▸ **Aim 1**
Pick out each line of the records that contains the word "eyeglasses", matching its case exactly.
::::
A billion here, a billion there, and pretty soon you’re talking about real money. – Everett Dirksen

I’ve been reading Terry Pratchett’s “Making Money” one more time. It’s about the introduction of paper money to the city of Ankh-Morpork and how everyone responds and it has lessons for us when we try to think about what value really is and how we can hold on to it.

Last week the Financial Times had a piece on NFTs – non-fungible tokens and whether they had a place in your investment portfolio. An NFT, as you’re probably aware, is a way to create a token that represents a piece of digital art, an image, a song, a tweet. These tokens are unique and can be used to prove ownership and they’ve recently been changing hands at astronomical valuations. The very first tweet, for example, was sold for nearly $3 million. In Ether.

Which brings us to Ethereum and the idea of cryptocurrencies. NFTs are typically paid for using new digital currencies. $3 million was, at the time of the trade, equivalent to around 1630 ETH. Ethereum has surged in value in the last month or so – my paltry holding that I picked up as an experiment is up around ten times. Perhaps I should have bought more. Then again – why would I, what is the basis of believing that this thing has any value?

The story of how value is created is the story of “Making Money”. It goes something like this. Once upon a time people believed in gold and they made money that was backed by gold. If you held a paper note that meant you had a claim on gold from the bank that issued the note. You weren’t ever expected to go into the bank and demand to get the amount of gold that the note backed but in theory, if you wanted to, you could. This meant that the amount of money in circulation was tied to the amount of gold you had and this was a little inconvenient.

What people realised was that the gold wasn’t the important bit. What was important was the reputation of the people who backed the gold. Did you believe in the country, the government that issued the paper money? The US dollar is backed by the US government as is the British Pound. As long as you believe in those governments you believe that their money has worth. And if you stop believing in a government the value of its currency crashes too – as we’ve seen happen several times.
::::
▸ **Aim 2**
Rewrite the passage on money and value, beginning at the words "A billion here, a" and stopping after "million. In Ether.", with "tweet" replaced by "post".
::::
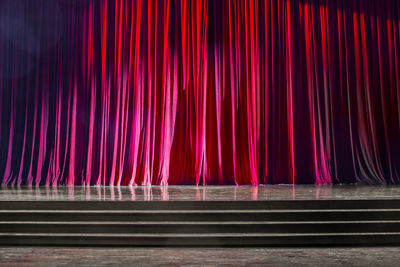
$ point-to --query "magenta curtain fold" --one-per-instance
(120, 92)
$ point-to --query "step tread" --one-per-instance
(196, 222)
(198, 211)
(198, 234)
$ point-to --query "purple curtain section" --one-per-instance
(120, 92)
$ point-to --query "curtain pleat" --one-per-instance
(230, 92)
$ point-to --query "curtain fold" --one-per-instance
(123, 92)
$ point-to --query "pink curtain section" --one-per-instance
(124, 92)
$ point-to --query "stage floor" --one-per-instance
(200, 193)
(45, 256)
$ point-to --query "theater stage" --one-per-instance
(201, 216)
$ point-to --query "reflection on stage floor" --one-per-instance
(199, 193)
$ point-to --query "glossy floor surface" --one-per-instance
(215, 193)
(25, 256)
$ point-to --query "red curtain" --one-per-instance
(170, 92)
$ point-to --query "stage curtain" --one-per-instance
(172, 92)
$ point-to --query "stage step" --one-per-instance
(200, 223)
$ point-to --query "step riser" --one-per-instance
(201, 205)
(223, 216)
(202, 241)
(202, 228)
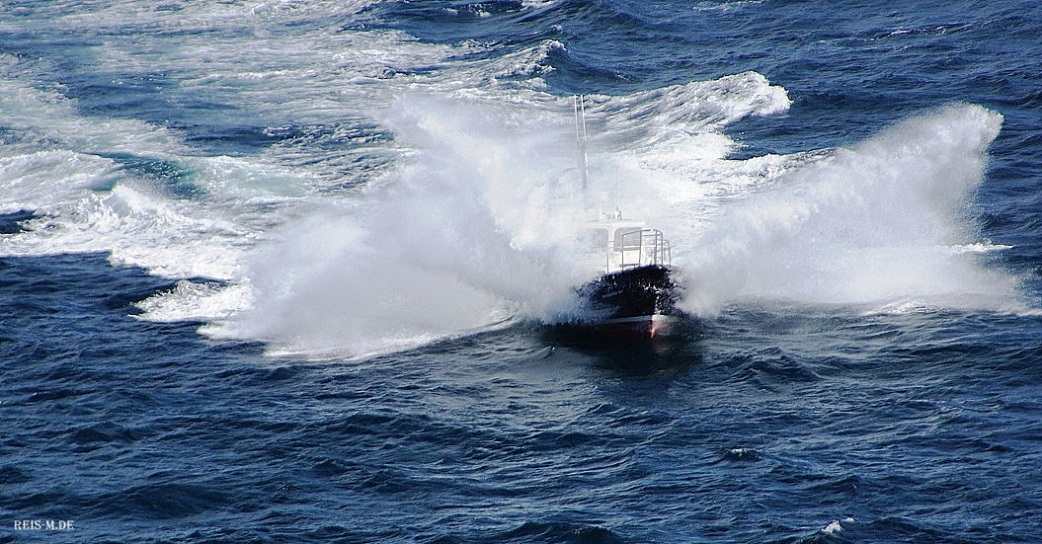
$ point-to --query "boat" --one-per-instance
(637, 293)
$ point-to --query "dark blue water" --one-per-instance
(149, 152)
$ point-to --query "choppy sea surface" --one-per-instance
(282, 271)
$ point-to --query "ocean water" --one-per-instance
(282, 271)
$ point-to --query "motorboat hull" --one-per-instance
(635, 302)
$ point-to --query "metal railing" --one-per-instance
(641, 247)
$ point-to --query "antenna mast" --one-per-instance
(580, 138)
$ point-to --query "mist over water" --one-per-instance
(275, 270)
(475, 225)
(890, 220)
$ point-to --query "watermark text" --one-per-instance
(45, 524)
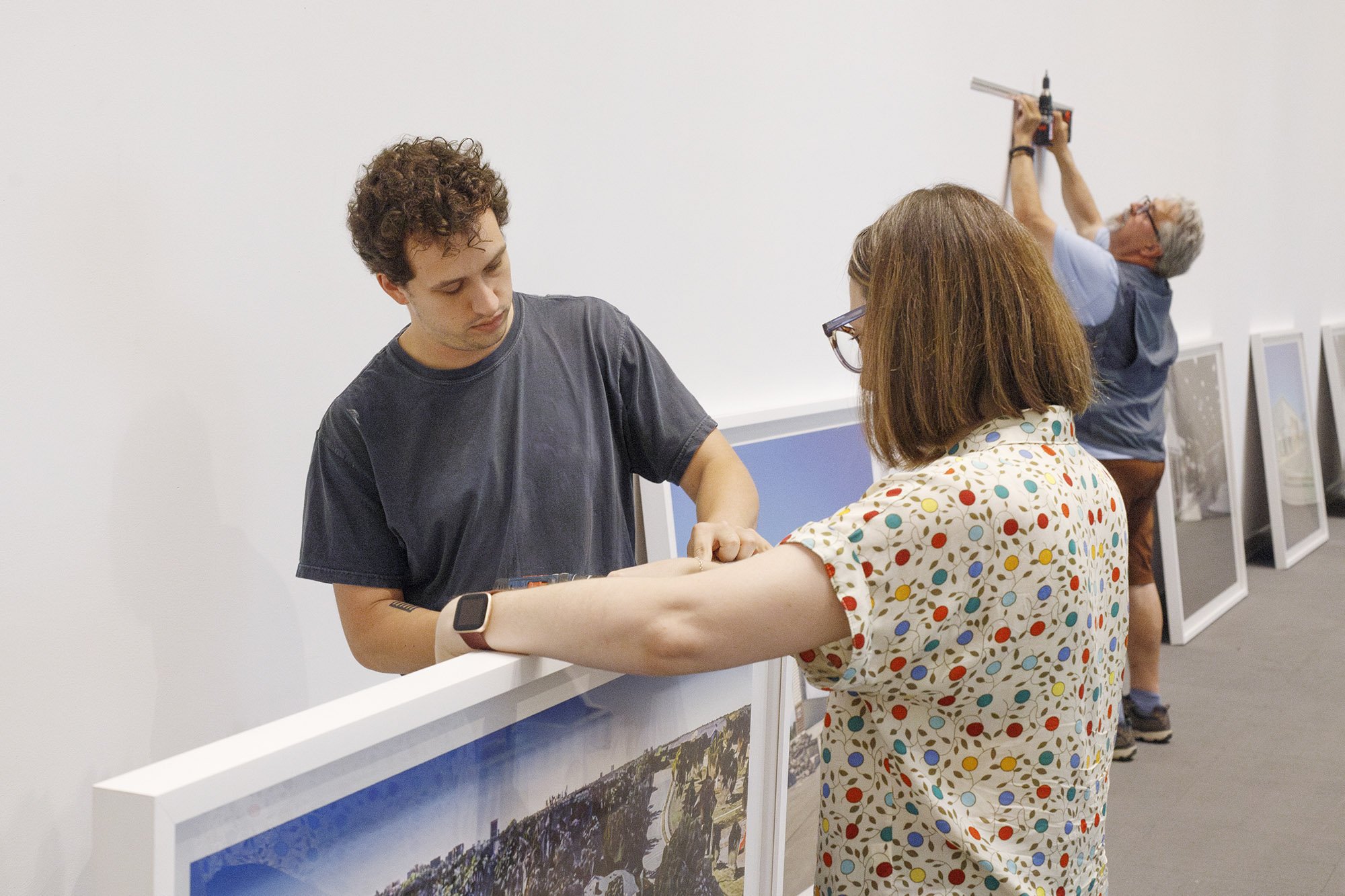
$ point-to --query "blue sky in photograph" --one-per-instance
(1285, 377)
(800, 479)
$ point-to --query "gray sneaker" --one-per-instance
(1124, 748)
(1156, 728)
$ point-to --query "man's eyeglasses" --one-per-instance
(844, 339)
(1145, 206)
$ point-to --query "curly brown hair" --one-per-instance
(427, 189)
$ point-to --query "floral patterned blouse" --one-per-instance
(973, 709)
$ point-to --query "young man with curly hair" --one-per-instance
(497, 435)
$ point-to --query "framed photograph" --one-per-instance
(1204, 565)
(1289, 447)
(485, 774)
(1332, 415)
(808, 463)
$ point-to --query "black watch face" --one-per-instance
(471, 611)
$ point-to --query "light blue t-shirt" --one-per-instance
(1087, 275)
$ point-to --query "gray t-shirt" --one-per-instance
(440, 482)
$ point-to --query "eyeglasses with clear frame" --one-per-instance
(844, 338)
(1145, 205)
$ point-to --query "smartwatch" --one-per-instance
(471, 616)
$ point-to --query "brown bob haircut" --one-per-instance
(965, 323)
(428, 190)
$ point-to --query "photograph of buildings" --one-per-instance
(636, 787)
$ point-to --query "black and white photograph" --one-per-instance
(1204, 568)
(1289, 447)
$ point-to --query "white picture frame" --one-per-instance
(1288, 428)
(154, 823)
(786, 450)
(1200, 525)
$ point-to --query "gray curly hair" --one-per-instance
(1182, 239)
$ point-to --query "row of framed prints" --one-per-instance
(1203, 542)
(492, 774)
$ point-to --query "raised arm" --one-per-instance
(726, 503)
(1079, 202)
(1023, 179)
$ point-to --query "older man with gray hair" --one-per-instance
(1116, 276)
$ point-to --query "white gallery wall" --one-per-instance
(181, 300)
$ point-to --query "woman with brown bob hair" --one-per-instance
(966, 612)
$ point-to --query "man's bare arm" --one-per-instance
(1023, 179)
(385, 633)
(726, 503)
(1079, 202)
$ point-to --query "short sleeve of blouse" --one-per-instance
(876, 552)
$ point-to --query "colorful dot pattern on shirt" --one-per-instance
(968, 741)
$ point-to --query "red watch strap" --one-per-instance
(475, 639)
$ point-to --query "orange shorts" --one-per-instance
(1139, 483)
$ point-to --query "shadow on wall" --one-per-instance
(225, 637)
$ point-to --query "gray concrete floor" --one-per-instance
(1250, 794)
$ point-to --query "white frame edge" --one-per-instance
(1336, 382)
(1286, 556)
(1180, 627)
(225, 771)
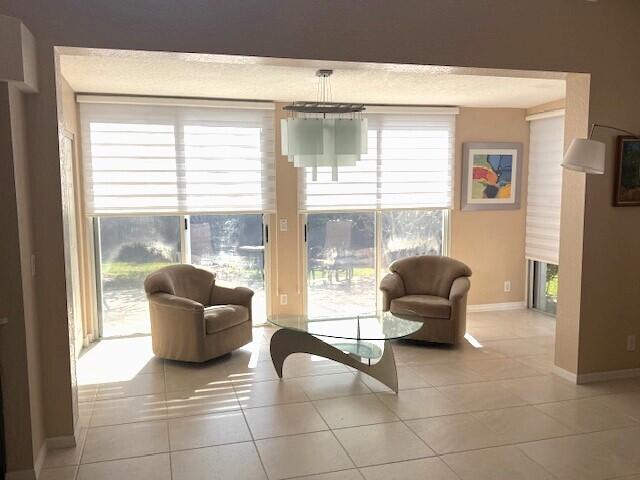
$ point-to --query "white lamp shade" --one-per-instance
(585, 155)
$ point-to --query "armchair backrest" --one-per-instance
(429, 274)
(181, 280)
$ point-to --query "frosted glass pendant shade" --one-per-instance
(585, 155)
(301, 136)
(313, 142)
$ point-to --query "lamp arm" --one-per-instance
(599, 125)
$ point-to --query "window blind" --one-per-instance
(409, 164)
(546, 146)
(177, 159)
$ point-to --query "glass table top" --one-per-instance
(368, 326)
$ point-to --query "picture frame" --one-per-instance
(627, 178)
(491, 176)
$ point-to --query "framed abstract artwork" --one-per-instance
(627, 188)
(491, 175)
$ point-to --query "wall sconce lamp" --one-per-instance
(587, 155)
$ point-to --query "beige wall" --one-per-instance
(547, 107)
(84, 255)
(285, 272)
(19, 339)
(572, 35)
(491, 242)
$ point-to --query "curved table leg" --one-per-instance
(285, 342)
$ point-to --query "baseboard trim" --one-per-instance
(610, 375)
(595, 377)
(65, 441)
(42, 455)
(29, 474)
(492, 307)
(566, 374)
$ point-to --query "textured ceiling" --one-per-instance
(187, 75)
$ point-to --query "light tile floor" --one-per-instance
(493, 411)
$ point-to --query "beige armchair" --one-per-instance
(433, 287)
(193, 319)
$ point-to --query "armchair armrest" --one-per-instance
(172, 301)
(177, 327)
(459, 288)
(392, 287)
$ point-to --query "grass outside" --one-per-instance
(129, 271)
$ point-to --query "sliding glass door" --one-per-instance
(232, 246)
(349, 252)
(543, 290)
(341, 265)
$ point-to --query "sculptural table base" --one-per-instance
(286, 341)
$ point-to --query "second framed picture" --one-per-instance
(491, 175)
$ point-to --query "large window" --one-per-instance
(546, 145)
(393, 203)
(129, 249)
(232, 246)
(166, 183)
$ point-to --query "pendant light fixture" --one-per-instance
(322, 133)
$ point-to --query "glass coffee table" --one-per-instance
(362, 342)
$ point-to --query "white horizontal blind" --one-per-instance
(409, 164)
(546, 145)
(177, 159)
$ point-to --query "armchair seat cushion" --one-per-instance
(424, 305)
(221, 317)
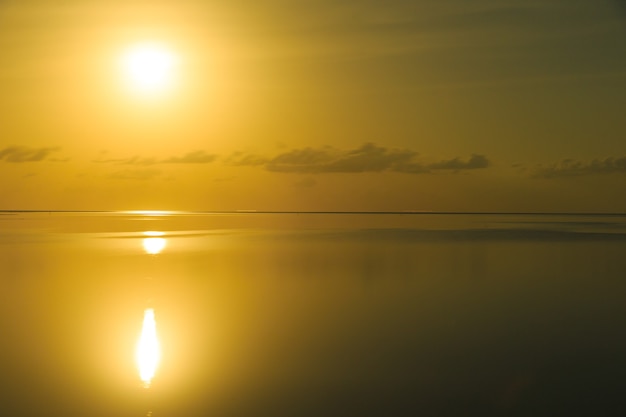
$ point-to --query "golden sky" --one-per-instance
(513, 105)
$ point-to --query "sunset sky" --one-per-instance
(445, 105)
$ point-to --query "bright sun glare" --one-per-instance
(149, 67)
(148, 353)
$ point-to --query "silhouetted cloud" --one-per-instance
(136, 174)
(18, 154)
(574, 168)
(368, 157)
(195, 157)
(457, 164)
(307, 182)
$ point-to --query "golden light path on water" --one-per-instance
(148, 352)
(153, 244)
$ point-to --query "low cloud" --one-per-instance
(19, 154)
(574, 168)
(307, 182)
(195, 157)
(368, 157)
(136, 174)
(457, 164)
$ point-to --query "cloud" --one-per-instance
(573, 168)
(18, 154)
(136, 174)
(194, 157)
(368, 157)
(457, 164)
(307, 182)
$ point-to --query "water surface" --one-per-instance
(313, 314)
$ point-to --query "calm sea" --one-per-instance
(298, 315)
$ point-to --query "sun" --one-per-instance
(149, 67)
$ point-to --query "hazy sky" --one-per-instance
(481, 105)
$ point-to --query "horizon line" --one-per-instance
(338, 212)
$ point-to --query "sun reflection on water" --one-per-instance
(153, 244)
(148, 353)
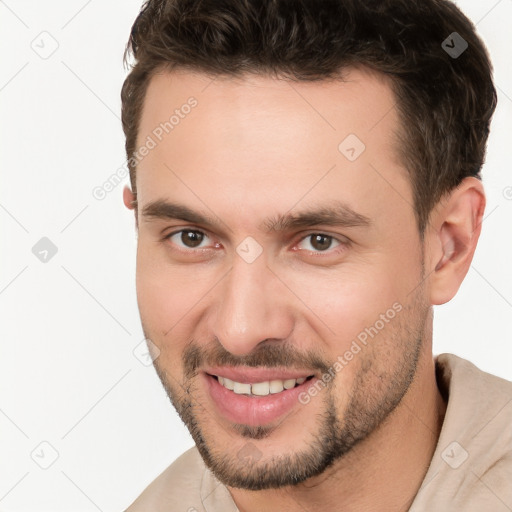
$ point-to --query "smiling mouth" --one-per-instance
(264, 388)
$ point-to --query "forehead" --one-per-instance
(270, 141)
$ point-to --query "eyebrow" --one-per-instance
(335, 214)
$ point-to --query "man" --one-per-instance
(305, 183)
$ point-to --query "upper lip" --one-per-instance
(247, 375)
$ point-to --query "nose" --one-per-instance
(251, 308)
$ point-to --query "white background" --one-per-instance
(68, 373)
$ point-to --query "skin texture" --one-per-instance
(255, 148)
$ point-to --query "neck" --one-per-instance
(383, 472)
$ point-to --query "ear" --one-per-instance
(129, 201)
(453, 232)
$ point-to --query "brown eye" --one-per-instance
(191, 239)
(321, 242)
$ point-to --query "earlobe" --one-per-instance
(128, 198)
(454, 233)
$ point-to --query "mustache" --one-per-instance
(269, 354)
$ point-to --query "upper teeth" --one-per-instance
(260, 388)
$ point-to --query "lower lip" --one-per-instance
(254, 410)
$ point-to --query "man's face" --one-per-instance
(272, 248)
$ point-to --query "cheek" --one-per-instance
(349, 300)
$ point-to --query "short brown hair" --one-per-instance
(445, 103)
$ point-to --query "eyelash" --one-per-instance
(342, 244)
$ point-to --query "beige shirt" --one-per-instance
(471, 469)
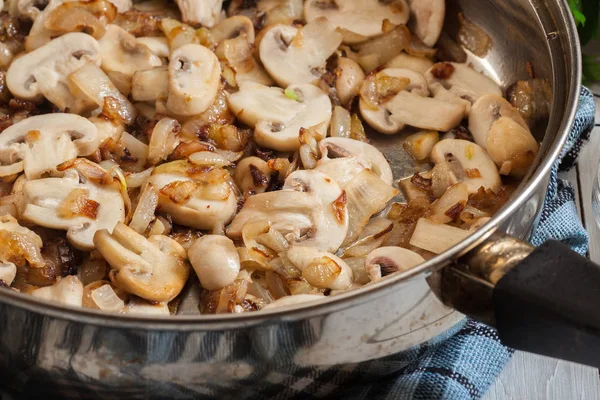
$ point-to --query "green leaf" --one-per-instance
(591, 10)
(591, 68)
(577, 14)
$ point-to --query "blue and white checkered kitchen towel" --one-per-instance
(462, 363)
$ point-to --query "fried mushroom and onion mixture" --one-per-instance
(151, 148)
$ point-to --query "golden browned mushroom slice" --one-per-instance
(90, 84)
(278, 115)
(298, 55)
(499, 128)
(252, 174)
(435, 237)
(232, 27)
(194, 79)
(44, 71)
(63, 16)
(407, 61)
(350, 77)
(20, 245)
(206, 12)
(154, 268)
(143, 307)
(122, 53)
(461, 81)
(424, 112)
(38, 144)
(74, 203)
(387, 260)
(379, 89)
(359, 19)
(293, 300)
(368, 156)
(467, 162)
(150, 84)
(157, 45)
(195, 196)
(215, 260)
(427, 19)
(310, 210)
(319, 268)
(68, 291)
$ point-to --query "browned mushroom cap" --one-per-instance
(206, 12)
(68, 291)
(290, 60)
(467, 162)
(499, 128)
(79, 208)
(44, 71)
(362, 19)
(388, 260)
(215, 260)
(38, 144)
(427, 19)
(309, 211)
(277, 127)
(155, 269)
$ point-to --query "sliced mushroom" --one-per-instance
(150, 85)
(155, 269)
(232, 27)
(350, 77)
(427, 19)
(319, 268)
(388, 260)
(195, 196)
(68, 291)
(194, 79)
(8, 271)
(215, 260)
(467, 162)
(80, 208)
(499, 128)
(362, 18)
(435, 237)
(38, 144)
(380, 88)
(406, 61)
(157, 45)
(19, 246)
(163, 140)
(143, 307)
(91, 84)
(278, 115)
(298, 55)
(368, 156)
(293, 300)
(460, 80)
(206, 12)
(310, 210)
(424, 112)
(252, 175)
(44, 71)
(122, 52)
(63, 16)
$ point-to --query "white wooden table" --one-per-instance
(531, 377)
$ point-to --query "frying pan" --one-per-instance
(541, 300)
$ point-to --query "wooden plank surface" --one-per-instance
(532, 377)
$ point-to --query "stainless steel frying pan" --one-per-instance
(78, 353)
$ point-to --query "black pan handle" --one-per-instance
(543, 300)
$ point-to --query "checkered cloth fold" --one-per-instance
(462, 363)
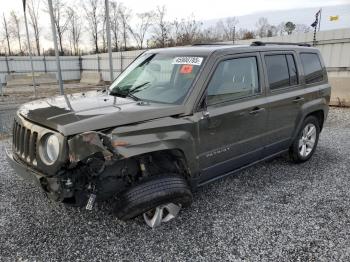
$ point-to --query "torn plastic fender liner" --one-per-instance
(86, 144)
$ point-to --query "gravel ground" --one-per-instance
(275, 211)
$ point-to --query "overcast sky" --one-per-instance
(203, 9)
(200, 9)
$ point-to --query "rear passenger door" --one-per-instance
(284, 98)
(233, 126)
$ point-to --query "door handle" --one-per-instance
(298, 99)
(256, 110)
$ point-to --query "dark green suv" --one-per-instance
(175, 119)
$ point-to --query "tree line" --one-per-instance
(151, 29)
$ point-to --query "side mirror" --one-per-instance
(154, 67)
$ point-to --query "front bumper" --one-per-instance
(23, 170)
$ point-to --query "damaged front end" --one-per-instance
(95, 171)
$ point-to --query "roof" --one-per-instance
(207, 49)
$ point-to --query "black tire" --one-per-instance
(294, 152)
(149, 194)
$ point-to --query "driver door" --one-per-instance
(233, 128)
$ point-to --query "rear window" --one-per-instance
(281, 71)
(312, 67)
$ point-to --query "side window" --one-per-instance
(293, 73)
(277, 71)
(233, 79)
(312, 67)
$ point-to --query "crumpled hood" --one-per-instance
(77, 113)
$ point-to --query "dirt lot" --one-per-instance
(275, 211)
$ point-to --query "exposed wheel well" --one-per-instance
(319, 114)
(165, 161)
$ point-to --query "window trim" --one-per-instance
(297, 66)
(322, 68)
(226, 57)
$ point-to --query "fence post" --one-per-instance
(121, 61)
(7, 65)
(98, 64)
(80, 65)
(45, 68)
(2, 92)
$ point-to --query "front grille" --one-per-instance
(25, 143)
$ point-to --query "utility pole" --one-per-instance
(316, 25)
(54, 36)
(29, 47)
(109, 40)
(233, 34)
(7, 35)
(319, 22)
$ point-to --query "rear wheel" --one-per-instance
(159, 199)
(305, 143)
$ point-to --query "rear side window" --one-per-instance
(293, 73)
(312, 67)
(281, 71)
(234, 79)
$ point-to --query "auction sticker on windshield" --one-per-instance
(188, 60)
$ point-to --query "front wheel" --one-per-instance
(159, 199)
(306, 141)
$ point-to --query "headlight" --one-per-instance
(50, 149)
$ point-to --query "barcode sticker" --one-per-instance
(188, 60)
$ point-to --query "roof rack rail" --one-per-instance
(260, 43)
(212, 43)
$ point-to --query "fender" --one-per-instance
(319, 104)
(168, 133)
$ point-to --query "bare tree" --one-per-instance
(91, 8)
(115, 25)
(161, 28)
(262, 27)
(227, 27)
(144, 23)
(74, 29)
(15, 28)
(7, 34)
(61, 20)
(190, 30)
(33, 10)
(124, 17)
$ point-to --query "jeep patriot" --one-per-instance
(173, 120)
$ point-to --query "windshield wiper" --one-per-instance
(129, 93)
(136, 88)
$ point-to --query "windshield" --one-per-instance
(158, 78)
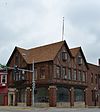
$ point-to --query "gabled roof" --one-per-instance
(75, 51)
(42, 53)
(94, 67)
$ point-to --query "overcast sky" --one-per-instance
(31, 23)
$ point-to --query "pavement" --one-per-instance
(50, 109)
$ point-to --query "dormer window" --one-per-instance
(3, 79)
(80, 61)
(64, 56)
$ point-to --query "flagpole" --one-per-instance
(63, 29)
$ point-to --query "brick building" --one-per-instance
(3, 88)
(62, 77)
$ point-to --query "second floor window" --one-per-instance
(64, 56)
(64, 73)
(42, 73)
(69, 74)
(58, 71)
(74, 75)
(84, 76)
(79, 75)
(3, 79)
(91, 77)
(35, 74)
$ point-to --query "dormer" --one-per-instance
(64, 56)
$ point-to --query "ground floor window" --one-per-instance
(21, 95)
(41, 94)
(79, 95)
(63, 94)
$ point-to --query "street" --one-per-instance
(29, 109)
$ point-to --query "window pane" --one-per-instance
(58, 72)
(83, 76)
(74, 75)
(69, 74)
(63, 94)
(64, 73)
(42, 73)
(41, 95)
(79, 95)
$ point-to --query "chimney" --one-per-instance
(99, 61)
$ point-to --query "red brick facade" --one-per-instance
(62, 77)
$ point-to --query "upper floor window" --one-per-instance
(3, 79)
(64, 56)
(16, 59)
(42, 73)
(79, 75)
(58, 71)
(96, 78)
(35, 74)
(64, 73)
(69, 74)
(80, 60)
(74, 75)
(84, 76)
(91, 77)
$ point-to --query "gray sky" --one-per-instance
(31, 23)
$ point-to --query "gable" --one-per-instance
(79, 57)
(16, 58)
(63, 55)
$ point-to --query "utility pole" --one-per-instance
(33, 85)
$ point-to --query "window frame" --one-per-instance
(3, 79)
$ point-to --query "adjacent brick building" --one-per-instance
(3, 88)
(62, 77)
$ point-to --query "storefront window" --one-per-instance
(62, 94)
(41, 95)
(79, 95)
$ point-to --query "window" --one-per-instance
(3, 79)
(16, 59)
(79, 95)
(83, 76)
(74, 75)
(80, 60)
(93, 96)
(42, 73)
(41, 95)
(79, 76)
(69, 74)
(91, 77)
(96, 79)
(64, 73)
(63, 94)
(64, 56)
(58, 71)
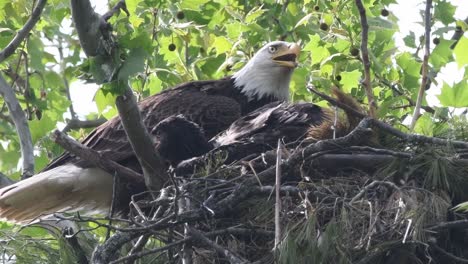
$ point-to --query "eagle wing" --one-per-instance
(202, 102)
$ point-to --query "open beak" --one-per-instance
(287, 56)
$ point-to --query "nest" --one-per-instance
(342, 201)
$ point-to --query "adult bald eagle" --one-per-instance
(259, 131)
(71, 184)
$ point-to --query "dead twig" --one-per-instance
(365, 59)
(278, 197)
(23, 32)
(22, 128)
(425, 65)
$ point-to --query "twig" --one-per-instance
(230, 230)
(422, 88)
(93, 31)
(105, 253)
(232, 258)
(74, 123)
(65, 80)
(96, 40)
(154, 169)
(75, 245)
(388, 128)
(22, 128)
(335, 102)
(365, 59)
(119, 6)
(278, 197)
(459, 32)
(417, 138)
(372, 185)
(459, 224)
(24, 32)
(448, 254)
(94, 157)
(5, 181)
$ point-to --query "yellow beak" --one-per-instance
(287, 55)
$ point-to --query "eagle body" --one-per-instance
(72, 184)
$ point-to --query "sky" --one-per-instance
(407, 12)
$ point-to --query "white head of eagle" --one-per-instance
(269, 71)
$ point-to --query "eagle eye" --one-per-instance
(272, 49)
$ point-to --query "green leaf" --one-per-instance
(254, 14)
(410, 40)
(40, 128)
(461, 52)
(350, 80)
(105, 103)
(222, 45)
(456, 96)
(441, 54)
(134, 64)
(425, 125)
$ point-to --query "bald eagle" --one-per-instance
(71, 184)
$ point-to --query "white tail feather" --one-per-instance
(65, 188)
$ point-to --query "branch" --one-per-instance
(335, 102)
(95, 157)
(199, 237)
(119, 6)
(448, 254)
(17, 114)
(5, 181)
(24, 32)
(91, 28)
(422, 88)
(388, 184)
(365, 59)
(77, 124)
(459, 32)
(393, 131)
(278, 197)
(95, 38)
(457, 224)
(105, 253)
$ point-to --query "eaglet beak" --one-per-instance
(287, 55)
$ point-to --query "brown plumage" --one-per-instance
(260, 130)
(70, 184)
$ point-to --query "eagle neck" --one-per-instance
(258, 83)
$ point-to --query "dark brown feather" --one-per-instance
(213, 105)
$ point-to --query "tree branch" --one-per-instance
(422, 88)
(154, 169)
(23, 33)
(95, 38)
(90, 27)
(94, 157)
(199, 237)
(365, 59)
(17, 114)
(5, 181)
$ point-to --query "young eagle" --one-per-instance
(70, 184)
::::
▸ **Problem solution 1**
$ point-to --query "man's eyeglasses" --one-per-instance
$ point-to --query "eyeglasses with clear frame" --one-per-instance

▸ **Problem solution 2**
A billion here, a billion there, and pretty soon you’re talking about real money. – Everett Dirksen

I’ve been reading Terry Pratchett’s “Making Money” one more time. It’s about the introduction of paper money to the city of Ankh-Morpork and how everyone responds and it has lessons for us when we try to think about what value really is and how we can hold on to it.

Last week the Financial Times had a piece on NFTs – non-fungible tokens and whether they had a place in your investment portfolio. An NFT, as you’re probably aware, is a way to create a token that represents a piece of digital art, an image, a song, a post. These tokens are unique and can be used to prove ownership and they’ve recently been changing hands at astronomical valuations. The very first post, for example, was sold for nearly $3 million. In Ether.